Report each line of the data that has "below" somewhere in it.

*** Opening of THE INPUT ***

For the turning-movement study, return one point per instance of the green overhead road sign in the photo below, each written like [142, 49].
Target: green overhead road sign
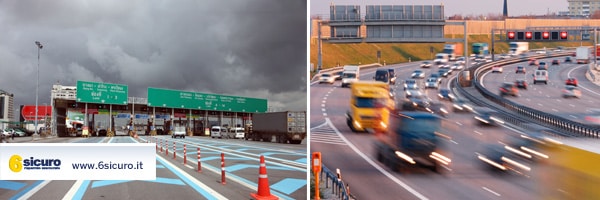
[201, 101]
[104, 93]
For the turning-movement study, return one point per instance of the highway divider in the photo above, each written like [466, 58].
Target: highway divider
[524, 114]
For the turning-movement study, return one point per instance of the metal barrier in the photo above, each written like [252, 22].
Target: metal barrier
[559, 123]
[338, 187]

*** Close of THE INPUT ***
*** Opening of THE INPUT ***

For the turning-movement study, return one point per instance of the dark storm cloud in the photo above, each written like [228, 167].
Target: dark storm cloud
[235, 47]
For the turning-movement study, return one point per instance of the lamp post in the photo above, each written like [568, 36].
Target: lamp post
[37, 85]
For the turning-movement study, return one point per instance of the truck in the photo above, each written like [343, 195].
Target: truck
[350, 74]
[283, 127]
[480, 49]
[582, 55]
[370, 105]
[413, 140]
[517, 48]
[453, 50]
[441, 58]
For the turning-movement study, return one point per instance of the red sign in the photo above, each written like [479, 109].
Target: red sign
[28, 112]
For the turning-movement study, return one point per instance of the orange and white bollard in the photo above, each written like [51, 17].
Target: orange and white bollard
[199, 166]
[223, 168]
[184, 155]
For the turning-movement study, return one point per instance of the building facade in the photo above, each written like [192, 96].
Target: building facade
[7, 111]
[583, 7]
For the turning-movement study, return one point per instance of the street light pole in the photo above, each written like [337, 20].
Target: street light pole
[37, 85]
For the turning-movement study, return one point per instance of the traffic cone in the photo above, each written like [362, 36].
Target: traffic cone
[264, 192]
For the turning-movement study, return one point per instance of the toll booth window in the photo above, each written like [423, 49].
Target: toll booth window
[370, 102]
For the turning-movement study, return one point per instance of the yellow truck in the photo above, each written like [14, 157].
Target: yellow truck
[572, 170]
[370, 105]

*** Close of THE INPUT ***
*** Opening of THE INPUT ***

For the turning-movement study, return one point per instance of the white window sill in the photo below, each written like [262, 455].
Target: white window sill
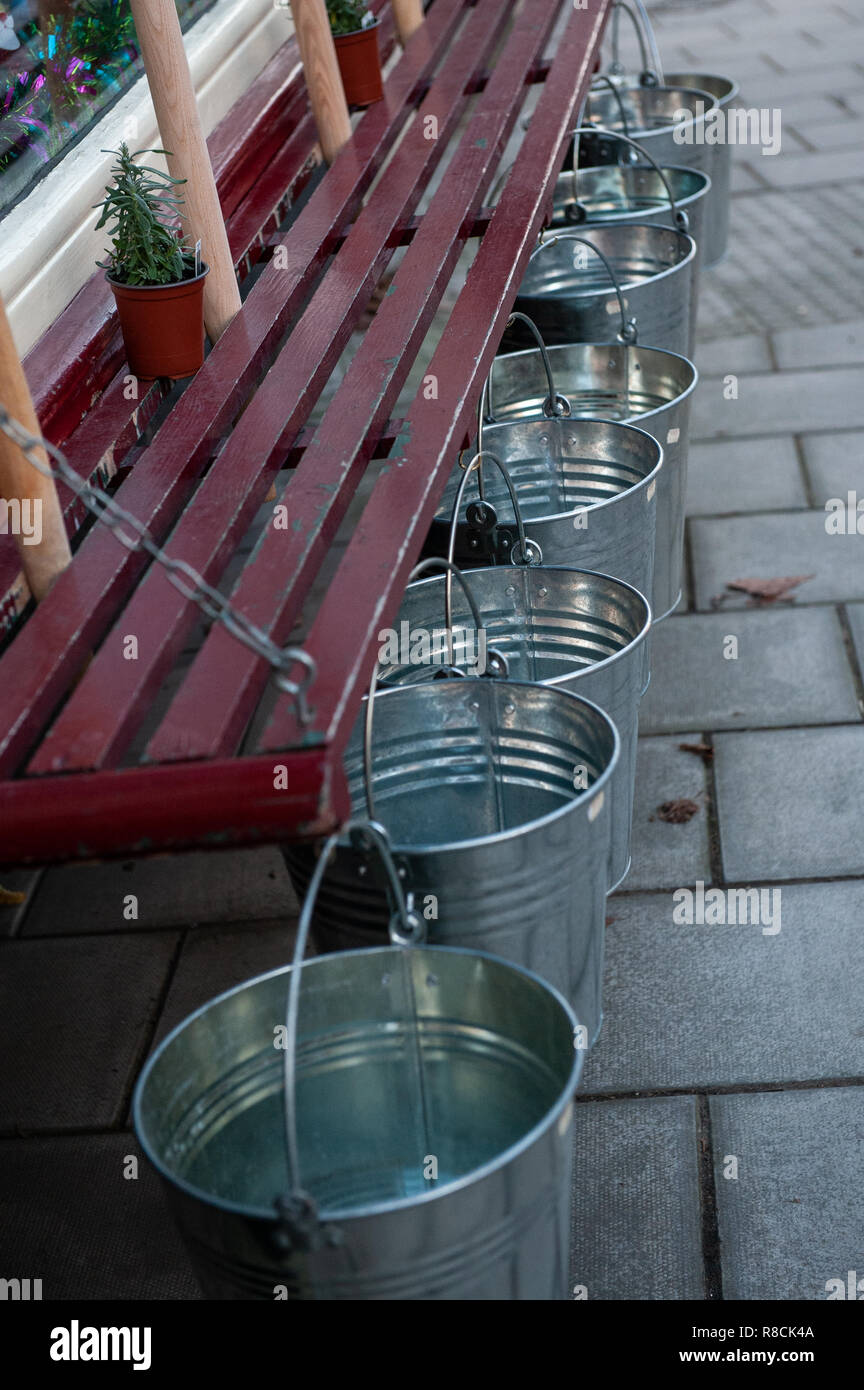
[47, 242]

*** Close of THE INPUT ***

● SOLUTION FOR THIS EXERCISE
For the turning-movement study, return one point per instance of the green overhead road sign in the photo below, each written like [142, 49].
For the turning-movement study, return one point per instance of the white window sill in the photo below, each written like [262, 455].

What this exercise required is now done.